Records supplied
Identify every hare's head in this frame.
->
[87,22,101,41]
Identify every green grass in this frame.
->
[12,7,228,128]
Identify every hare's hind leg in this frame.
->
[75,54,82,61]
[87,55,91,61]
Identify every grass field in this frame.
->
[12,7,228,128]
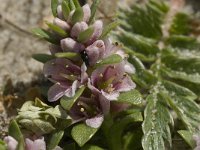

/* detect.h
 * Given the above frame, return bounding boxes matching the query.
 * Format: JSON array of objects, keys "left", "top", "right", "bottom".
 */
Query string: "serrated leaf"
[
  {"left": 118, "top": 89, "right": 142, "bottom": 106},
  {"left": 46, "top": 22, "right": 68, "bottom": 37},
  {"left": 100, "top": 21, "right": 120, "bottom": 39},
  {"left": 77, "top": 27, "right": 94, "bottom": 43},
  {"left": 88, "top": 0, "right": 100, "bottom": 24},
  {"left": 32, "top": 54, "right": 55, "bottom": 63},
  {"left": 8, "top": 120, "right": 25, "bottom": 150},
  {"left": 62, "top": 1, "right": 71, "bottom": 20},
  {"left": 142, "top": 94, "right": 172, "bottom": 150},
  {"left": 178, "top": 130, "right": 196, "bottom": 148},
  {"left": 117, "top": 31, "right": 159, "bottom": 56},
  {"left": 32, "top": 28, "right": 59, "bottom": 44},
  {"left": 107, "top": 110, "right": 143, "bottom": 150},
  {"left": 165, "top": 95, "right": 200, "bottom": 132},
  {"left": 170, "top": 13, "right": 190, "bottom": 35},
  {"left": 60, "top": 86, "right": 85, "bottom": 111},
  {"left": 51, "top": 0, "right": 59, "bottom": 17},
  {"left": 160, "top": 80, "right": 197, "bottom": 100},
  {"left": 71, "top": 123, "right": 98, "bottom": 147},
  {"left": 47, "top": 131, "right": 64, "bottom": 150},
  {"left": 72, "top": 7, "right": 84, "bottom": 24},
  {"left": 95, "top": 54, "right": 122, "bottom": 67},
  {"left": 81, "top": 144, "right": 104, "bottom": 150}
]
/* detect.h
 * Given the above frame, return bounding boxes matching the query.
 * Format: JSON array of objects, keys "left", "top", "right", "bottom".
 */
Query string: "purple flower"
[
  {"left": 4, "top": 136, "right": 46, "bottom": 150},
  {"left": 69, "top": 95, "right": 110, "bottom": 128},
  {"left": 193, "top": 135, "right": 200, "bottom": 150},
  {"left": 88, "top": 61, "right": 136, "bottom": 100},
  {"left": 4, "top": 136, "right": 18, "bottom": 150},
  {"left": 43, "top": 58, "right": 87, "bottom": 102}
]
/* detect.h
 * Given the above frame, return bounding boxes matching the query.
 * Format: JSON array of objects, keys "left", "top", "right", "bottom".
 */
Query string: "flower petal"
[
  {"left": 4, "top": 136, "right": 18, "bottom": 150},
  {"left": 87, "top": 78, "right": 101, "bottom": 94},
  {"left": 114, "top": 76, "right": 136, "bottom": 92},
  {"left": 70, "top": 22, "right": 88, "bottom": 38},
  {"left": 82, "top": 4, "right": 91, "bottom": 22},
  {"left": 48, "top": 84, "right": 70, "bottom": 102},
  {"left": 53, "top": 18, "right": 70, "bottom": 31},
  {"left": 65, "top": 80, "right": 79, "bottom": 97},
  {"left": 60, "top": 38, "right": 84, "bottom": 53},
  {"left": 57, "top": 5, "right": 64, "bottom": 19},
  {"left": 49, "top": 44, "right": 62, "bottom": 55},
  {"left": 81, "top": 63, "right": 88, "bottom": 83},
  {"left": 87, "top": 20, "right": 103, "bottom": 44},
  {"left": 101, "top": 90, "right": 119, "bottom": 101},
  {"left": 85, "top": 115, "right": 104, "bottom": 128},
  {"left": 85, "top": 40, "right": 105, "bottom": 65}
]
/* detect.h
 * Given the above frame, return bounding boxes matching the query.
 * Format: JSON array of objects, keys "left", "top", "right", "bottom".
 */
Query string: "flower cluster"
[{"left": 43, "top": 2, "right": 135, "bottom": 128}]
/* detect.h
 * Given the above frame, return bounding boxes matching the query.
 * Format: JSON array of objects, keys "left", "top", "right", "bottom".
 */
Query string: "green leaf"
[
  {"left": 81, "top": 144, "right": 104, "bottom": 150},
  {"left": 117, "top": 31, "right": 159, "bottom": 56},
  {"left": 60, "top": 86, "right": 85, "bottom": 111},
  {"left": 165, "top": 95, "right": 200, "bottom": 132},
  {"left": 118, "top": 89, "right": 142, "bottom": 106},
  {"left": 160, "top": 80, "right": 197, "bottom": 100},
  {"left": 51, "top": 0, "right": 59, "bottom": 17},
  {"left": 73, "top": 0, "right": 81, "bottom": 8},
  {"left": 142, "top": 93, "right": 173, "bottom": 150},
  {"left": 32, "top": 28, "right": 59, "bottom": 45},
  {"left": 88, "top": 0, "right": 100, "bottom": 24},
  {"left": 47, "top": 131, "right": 64, "bottom": 150},
  {"left": 100, "top": 21, "right": 119, "bottom": 39},
  {"left": 8, "top": 120, "right": 25, "bottom": 150},
  {"left": 119, "top": 0, "right": 168, "bottom": 39},
  {"left": 95, "top": 54, "right": 122, "bottom": 67},
  {"left": 170, "top": 13, "right": 190, "bottom": 35},
  {"left": 77, "top": 27, "right": 94, "bottom": 43},
  {"left": 72, "top": 7, "right": 84, "bottom": 24},
  {"left": 32, "top": 54, "right": 55, "bottom": 63},
  {"left": 62, "top": 1, "right": 71, "bottom": 20},
  {"left": 107, "top": 110, "right": 143, "bottom": 150},
  {"left": 178, "top": 130, "right": 196, "bottom": 148},
  {"left": 71, "top": 123, "right": 98, "bottom": 147},
  {"left": 46, "top": 22, "right": 68, "bottom": 37}
]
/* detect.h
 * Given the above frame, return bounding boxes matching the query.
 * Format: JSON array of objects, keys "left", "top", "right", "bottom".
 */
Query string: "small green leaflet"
[
  {"left": 51, "top": 0, "right": 58, "bottom": 17},
  {"left": 95, "top": 54, "right": 122, "bottom": 67},
  {"left": 47, "top": 131, "right": 64, "bottom": 150},
  {"left": 71, "top": 123, "right": 98, "bottom": 147}
]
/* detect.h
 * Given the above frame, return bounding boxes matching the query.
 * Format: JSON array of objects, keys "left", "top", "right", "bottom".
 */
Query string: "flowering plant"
[{"left": 0, "top": 0, "right": 200, "bottom": 150}]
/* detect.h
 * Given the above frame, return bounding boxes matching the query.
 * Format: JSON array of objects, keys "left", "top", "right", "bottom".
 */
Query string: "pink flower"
[
  {"left": 4, "top": 136, "right": 18, "bottom": 150},
  {"left": 43, "top": 58, "right": 87, "bottom": 102},
  {"left": 193, "top": 135, "right": 200, "bottom": 150},
  {"left": 69, "top": 96, "right": 110, "bottom": 128},
  {"left": 88, "top": 62, "right": 136, "bottom": 101},
  {"left": 4, "top": 136, "right": 46, "bottom": 150}
]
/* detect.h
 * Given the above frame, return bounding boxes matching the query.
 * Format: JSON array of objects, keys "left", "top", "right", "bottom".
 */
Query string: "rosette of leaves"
[
  {"left": 16, "top": 98, "right": 71, "bottom": 136},
  {"left": 114, "top": 0, "right": 200, "bottom": 150}
]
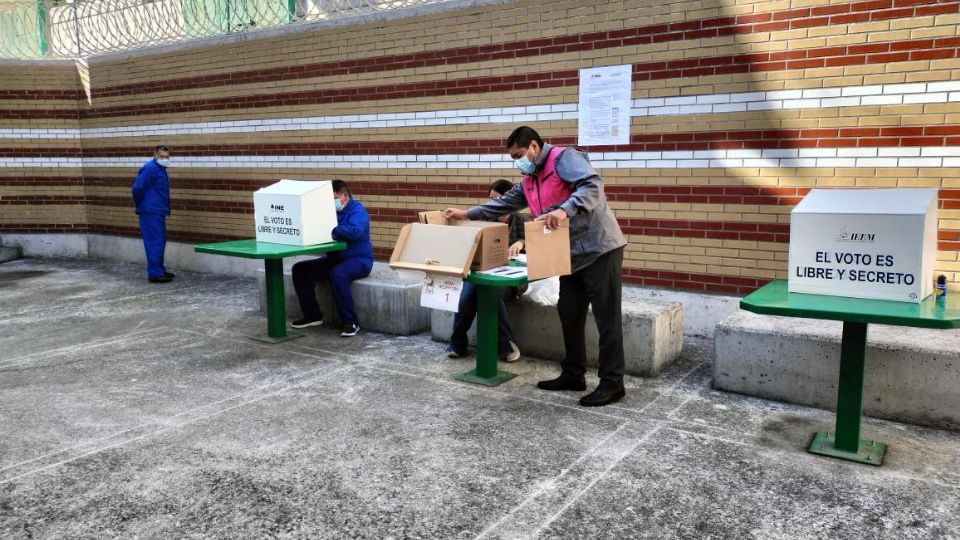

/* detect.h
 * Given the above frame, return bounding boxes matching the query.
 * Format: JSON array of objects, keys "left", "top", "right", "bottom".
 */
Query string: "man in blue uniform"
[
  {"left": 132, "top": 144, "right": 174, "bottom": 283},
  {"left": 290, "top": 180, "right": 373, "bottom": 337}
]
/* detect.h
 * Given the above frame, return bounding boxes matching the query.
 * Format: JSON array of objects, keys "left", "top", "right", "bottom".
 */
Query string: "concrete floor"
[{"left": 0, "top": 260, "right": 960, "bottom": 539}]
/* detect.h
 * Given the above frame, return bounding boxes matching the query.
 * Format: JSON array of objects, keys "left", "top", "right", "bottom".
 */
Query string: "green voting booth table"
[
  {"left": 740, "top": 280, "right": 960, "bottom": 465},
  {"left": 194, "top": 239, "right": 347, "bottom": 343},
  {"left": 457, "top": 272, "right": 527, "bottom": 386}
]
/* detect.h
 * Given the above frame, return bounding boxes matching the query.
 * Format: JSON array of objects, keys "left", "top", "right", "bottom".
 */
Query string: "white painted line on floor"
[{"left": 475, "top": 422, "right": 630, "bottom": 540}]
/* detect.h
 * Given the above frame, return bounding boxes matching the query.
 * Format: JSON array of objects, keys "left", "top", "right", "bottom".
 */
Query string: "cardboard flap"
[
  {"left": 523, "top": 221, "right": 571, "bottom": 281},
  {"left": 417, "top": 210, "right": 447, "bottom": 225},
  {"left": 390, "top": 223, "right": 480, "bottom": 276}
]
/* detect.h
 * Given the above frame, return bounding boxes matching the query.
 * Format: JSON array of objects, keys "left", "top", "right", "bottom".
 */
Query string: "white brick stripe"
[
  {"left": 0, "top": 146, "right": 960, "bottom": 170},
  {"left": 0, "top": 81, "right": 960, "bottom": 139}
]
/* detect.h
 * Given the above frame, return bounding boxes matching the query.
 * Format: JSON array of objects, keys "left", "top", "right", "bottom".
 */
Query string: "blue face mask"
[{"left": 513, "top": 156, "right": 535, "bottom": 174}]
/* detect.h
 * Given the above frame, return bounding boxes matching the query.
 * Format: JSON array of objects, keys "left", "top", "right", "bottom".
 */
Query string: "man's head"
[
  {"left": 331, "top": 180, "right": 350, "bottom": 212},
  {"left": 153, "top": 144, "right": 170, "bottom": 167},
  {"left": 490, "top": 178, "right": 513, "bottom": 223},
  {"left": 507, "top": 126, "right": 543, "bottom": 174}
]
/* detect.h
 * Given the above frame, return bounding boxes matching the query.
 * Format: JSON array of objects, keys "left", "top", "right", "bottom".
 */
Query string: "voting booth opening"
[
  {"left": 253, "top": 180, "right": 337, "bottom": 246},
  {"left": 788, "top": 188, "right": 937, "bottom": 302}
]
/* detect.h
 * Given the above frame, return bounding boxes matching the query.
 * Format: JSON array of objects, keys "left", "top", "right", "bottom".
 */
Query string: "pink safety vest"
[{"left": 523, "top": 146, "right": 573, "bottom": 217}]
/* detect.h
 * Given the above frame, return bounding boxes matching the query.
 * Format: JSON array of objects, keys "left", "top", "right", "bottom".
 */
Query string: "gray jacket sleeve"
[
  {"left": 557, "top": 148, "right": 603, "bottom": 217},
  {"left": 467, "top": 182, "right": 527, "bottom": 221}
]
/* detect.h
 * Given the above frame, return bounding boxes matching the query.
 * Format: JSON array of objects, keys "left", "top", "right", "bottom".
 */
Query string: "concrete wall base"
[{"left": 713, "top": 311, "right": 960, "bottom": 430}]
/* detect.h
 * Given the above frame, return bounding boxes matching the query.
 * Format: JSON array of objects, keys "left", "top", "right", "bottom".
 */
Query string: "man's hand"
[
  {"left": 535, "top": 208, "right": 570, "bottom": 229},
  {"left": 443, "top": 208, "right": 467, "bottom": 221}
]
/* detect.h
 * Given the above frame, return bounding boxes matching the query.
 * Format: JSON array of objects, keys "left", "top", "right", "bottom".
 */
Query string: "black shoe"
[
  {"left": 580, "top": 381, "right": 627, "bottom": 407},
  {"left": 290, "top": 317, "right": 323, "bottom": 328},
  {"left": 537, "top": 373, "right": 587, "bottom": 391}
]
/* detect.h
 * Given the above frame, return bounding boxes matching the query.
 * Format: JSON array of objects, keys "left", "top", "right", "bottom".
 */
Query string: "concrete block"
[
  {"left": 257, "top": 263, "right": 430, "bottom": 335},
  {"left": 713, "top": 311, "right": 960, "bottom": 430},
  {"left": 431, "top": 297, "right": 683, "bottom": 377},
  {"left": 0, "top": 246, "right": 23, "bottom": 263}
]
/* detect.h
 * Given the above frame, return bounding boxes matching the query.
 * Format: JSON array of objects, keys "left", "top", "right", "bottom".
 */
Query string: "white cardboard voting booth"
[
  {"left": 787, "top": 188, "right": 937, "bottom": 302},
  {"left": 253, "top": 180, "right": 337, "bottom": 246}
]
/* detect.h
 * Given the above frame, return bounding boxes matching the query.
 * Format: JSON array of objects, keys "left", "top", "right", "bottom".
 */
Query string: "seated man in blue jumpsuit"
[
  {"left": 132, "top": 144, "right": 174, "bottom": 283},
  {"left": 290, "top": 180, "right": 373, "bottom": 337}
]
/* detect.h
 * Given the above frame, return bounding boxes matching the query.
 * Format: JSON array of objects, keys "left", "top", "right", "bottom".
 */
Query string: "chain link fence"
[{"left": 0, "top": 0, "right": 448, "bottom": 58}]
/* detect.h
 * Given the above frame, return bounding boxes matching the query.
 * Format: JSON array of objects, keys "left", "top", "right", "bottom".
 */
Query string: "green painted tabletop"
[
  {"left": 193, "top": 238, "right": 347, "bottom": 259},
  {"left": 740, "top": 280, "right": 960, "bottom": 328}
]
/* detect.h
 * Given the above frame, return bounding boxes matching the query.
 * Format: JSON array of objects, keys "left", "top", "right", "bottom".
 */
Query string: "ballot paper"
[
  {"left": 577, "top": 65, "right": 632, "bottom": 146},
  {"left": 420, "top": 274, "right": 463, "bottom": 313},
  {"left": 477, "top": 266, "right": 527, "bottom": 279}
]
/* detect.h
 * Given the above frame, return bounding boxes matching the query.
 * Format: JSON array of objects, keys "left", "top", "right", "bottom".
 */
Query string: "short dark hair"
[
  {"left": 507, "top": 126, "right": 543, "bottom": 150},
  {"left": 490, "top": 178, "right": 513, "bottom": 195},
  {"left": 332, "top": 180, "right": 350, "bottom": 195}
]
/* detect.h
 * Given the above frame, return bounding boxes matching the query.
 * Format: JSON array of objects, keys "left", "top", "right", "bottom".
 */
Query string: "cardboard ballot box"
[
  {"left": 418, "top": 211, "right": 510, "bottom": 270},
  {"left": 390, "top": 223, "right": 507, "bottom": 277},
  {"left": 788, "top": 188, "right": 937, "bottom": 302},
  {"left": 253, "top": 180, "right": 337, "bottom": 246}
]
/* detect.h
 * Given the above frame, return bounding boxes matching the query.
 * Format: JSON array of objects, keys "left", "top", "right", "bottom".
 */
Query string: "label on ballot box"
[{"left": 420, "top": 274, "right": 463, "bottom": 313}]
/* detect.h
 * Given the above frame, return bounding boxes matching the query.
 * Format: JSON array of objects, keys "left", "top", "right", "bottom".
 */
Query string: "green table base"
[
  {"left": 740, "top": 281, "right": 960, "bottom": 465},
  {"left": 454, "top": 272, "right": 527, "bottom": 386},
  {"left": 250, "top": 332, "right": 303, "bottom": 343},
  {"left": 194, "top": 239, "right": 347, "bottom": 343},
  {"left": 807, "top": 431, "right": 887, "bottom": 467},
  {"left": 453, "top": 369, "right": 517, "bottom": 386}
]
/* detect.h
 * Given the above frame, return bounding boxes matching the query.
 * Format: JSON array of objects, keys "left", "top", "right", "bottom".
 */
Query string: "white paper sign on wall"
[
  {"left": 420, "top": 274, "right": 463, "bottom": 313},
  {"left": 787, "top": 188, "right": 937, "bottom": 302}
]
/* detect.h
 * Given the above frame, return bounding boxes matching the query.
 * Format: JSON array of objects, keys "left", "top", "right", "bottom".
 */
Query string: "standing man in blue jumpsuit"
[
  {"left": 132, "top": 144, "right": 175, "bottom": 283},
  {"left": 290, "top": 180, "right": 373, "bottom": 337}
]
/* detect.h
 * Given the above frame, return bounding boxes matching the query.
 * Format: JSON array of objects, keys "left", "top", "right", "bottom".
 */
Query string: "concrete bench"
[
  {"left": 713, "top": 311, "right": 960, "bottom": 430},
  {"left": 430, "top": 294, "right": 683, "bottom": 377},
  {"left": 257, "top": 262, "right": 430, "bottom": 335}
]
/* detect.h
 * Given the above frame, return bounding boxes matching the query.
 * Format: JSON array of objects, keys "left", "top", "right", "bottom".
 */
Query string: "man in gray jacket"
[{"left": 444, "top": 126, "right": 627, "bottom": 407}]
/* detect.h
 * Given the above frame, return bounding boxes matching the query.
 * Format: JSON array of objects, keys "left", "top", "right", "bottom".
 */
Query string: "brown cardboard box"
[
  {"left": 523, "top": 221, "right": 570, "bottom": 281},
  {"left": 390, "top": 223, "right": 480, "bottom": 277},
  {"left": 418, "top": 211, "right": 510, "bottom": 270}
]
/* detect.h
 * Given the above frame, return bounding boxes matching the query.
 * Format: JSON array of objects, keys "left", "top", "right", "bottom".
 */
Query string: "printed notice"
[
  {"left": 420, "top": 274, "right": 463, "bottom": 313},
  {"left": 577, "top": 65, "right": 632, "bottom": 146}
]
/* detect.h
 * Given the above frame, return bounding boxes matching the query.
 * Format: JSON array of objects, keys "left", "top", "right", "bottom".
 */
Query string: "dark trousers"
[
  {"left": 138, "top": 214, "right": 167, "bottom": 278},
  {"left": 450, "top": 281, "right": 517, "bottom": 354},
  {"left": 557, "top": 248, "right": 623, "bottom": 384},
  {"left": 293, "top": 256, "right": 373, "bottom": 326}
]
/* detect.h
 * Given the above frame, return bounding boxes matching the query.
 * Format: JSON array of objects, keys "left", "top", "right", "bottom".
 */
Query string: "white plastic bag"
[{"left": 523, "top": 277, "right": 560, "bottom": 306}]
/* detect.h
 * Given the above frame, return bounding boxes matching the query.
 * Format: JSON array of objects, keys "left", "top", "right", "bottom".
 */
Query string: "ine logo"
[{"left": 836, "top": 225, "right": 877, "bottom": 244}]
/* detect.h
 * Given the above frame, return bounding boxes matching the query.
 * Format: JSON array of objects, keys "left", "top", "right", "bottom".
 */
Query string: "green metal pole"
[
  {"left": 834, "top": 322, "right": 867, "bottom": 452},
  {"left": 263, "top": 259, "right": 287, "bottom": 338},
  {"left": 37, "top": 0, "right": 49, "bottom": 56},
  {"left": 477, "top": 285, "right": 499, "bottom": 378}
]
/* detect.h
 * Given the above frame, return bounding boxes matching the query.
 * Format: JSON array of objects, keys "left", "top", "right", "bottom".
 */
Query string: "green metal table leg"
[
  {"left": 253, "top": 259, "right": 301, "bottom": 343},
  {"left": 456, "top": 284, "right": 516, "bottom": 386},
  {"left": 809, "top": 322, "right": 887, "bottom": 465}
]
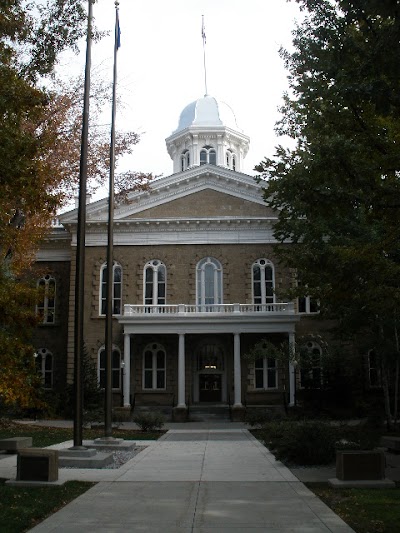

Challenge
Gather every line of the entries above that contains the word "paper", and copy each one in full.

The solution
Query string: "ballot paper"
Query string: "white paper sign on wall"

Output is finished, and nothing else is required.